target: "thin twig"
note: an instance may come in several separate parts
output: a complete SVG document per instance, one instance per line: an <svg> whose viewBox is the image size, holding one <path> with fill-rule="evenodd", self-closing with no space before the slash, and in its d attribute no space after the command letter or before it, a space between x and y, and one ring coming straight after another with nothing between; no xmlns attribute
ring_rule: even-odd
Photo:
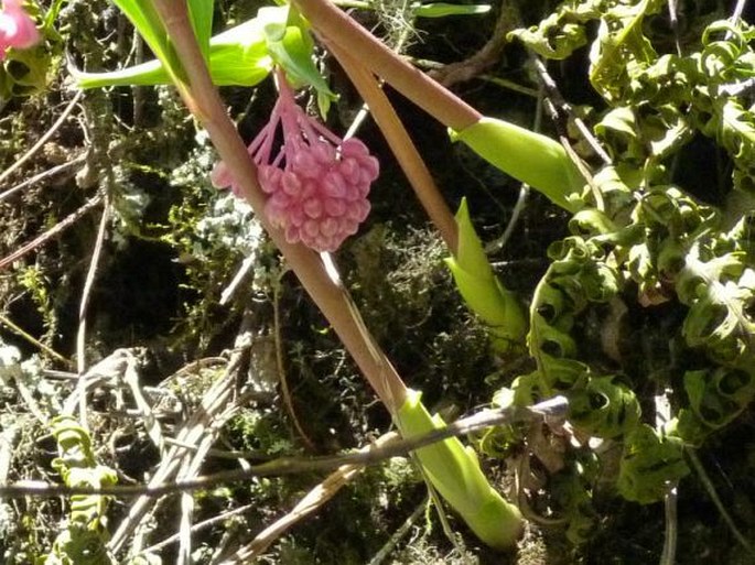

**EXERCISE DESCRIPTION**
Edit the lines above so that "thin twig" becomes "dry branch" and nothing else changes. Leave the pictures out of your answer.

**TASK OUTPUT**
target: "dry branch"
note: an instance may come in several separate parts
output: a complete SVG document per instance, one instance per line: an <svg> whose viewBox is the image size, holding one <path> with fill-rule="evenodd", self-closing with no space before the slash, and in its d attribute no space after the command letter or before it, a space between x and y, and one ring coming straight after another with nothing between; no xmlns attribute
ring_rule: even-odd
Photo:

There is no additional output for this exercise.